GEGEBENE EINTRÄGE —
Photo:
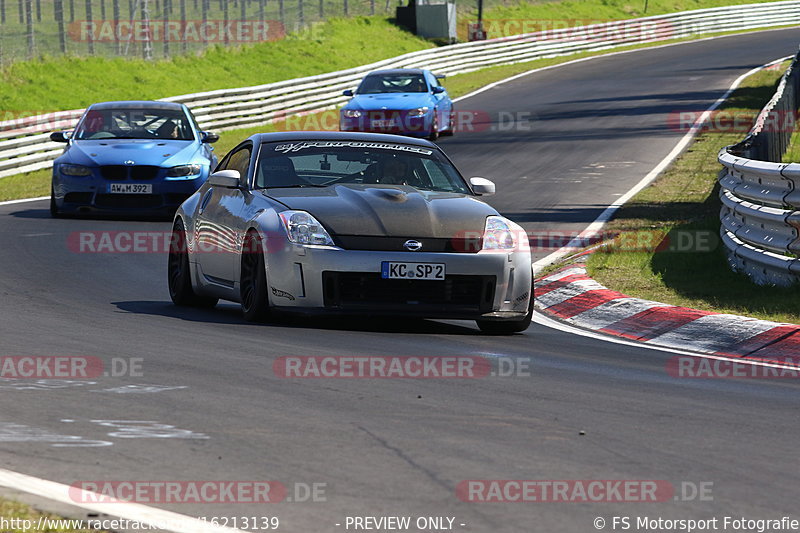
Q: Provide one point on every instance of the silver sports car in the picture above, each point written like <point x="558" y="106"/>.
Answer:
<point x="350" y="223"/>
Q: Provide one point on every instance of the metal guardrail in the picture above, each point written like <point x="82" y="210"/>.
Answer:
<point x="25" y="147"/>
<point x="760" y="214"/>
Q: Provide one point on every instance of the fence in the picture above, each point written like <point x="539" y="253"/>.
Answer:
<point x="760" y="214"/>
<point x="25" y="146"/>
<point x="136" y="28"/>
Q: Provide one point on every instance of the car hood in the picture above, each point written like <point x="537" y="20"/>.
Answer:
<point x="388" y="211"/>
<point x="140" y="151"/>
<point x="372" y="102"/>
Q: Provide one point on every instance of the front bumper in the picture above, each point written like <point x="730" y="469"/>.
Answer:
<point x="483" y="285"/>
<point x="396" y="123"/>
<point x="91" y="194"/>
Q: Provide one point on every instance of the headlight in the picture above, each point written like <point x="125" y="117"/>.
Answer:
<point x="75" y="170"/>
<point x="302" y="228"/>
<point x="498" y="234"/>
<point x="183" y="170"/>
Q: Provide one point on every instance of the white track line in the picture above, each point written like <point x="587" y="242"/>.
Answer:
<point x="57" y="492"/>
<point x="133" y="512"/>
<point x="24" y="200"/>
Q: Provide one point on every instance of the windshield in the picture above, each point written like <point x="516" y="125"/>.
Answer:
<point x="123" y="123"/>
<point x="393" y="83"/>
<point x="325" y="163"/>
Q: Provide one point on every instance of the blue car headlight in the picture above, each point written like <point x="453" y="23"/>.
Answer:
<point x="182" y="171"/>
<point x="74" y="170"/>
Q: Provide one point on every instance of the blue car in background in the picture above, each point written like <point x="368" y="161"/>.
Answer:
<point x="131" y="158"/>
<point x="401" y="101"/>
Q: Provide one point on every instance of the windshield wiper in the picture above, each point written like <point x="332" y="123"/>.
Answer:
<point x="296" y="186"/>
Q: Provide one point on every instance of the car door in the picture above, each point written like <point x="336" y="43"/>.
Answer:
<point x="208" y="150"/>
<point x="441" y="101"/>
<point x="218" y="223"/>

* * *

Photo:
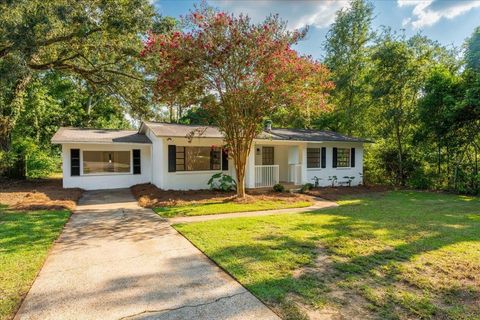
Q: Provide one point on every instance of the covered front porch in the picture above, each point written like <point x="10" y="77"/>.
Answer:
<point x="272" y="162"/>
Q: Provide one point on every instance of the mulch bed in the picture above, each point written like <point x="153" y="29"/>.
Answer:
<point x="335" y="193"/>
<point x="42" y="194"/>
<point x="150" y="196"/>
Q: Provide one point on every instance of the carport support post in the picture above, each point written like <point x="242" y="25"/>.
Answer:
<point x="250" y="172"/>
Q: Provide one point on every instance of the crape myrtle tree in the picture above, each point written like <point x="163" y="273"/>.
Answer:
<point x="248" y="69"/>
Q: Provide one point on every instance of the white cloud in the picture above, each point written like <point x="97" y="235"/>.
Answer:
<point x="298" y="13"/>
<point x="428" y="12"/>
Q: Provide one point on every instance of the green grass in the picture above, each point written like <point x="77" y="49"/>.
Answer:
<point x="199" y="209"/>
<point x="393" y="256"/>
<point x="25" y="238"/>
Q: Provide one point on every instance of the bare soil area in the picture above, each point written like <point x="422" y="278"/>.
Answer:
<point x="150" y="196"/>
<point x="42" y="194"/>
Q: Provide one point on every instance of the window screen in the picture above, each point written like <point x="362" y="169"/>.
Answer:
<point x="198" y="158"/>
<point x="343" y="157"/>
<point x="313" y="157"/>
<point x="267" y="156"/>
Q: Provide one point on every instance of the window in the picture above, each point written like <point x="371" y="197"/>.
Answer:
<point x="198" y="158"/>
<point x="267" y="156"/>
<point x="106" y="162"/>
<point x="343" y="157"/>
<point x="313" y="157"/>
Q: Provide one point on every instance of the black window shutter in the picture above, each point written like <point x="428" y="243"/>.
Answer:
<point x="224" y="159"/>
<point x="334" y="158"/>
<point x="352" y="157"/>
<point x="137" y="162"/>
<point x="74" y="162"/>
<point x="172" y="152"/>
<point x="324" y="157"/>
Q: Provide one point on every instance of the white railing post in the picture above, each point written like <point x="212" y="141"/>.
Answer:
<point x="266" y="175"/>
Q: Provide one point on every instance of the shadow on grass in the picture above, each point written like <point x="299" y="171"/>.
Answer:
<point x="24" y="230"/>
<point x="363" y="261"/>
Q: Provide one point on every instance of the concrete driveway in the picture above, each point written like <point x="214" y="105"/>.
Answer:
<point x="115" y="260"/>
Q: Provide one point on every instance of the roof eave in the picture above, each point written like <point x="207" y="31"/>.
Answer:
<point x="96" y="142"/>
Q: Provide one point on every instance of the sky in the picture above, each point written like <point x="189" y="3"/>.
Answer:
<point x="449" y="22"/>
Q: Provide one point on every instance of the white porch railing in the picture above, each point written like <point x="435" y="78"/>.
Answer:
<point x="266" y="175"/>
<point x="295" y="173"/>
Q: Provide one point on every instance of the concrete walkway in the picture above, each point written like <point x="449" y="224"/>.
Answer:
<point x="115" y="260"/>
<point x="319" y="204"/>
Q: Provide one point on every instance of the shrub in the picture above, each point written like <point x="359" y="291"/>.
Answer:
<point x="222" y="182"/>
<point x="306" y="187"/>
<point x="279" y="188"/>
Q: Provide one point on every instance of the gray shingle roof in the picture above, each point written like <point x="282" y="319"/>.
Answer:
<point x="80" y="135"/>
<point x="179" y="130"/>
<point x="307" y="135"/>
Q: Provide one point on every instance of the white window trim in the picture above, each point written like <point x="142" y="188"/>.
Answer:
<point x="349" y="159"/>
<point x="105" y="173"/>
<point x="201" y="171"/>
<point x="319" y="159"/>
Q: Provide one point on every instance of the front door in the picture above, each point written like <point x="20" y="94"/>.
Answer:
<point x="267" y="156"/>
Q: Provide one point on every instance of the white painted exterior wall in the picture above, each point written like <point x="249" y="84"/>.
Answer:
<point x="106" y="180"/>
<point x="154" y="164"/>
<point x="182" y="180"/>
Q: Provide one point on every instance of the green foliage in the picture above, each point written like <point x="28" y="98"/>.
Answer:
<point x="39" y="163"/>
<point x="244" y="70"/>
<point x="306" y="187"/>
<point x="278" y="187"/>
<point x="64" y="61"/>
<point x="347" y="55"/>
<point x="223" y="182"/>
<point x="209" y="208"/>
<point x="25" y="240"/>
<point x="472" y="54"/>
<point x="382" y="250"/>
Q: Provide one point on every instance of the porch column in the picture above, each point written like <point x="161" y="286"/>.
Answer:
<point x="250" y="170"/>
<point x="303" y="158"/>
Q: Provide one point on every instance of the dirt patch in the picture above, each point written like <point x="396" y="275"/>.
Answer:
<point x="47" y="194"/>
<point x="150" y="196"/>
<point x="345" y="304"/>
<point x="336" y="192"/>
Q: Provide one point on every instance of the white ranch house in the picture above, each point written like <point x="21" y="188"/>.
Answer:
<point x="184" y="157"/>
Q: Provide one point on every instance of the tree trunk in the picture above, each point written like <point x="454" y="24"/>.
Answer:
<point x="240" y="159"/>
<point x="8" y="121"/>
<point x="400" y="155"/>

GESTELLTE AUFGABE —
Wähle aus den Zeilen oben jede aus, in der das Wort „grass“ vorkommt, und schreib diese Zeilen ab.

VOLLSTÄNDIGE ANTWORT —
Q: Provide one point on every instance of the green grass in the picture above, each point written like <point x="77" y="49"/>.
Q: Provide one point on every instance of the shadow on grass in the picture above, each point written like <point x="299" y="171"/>.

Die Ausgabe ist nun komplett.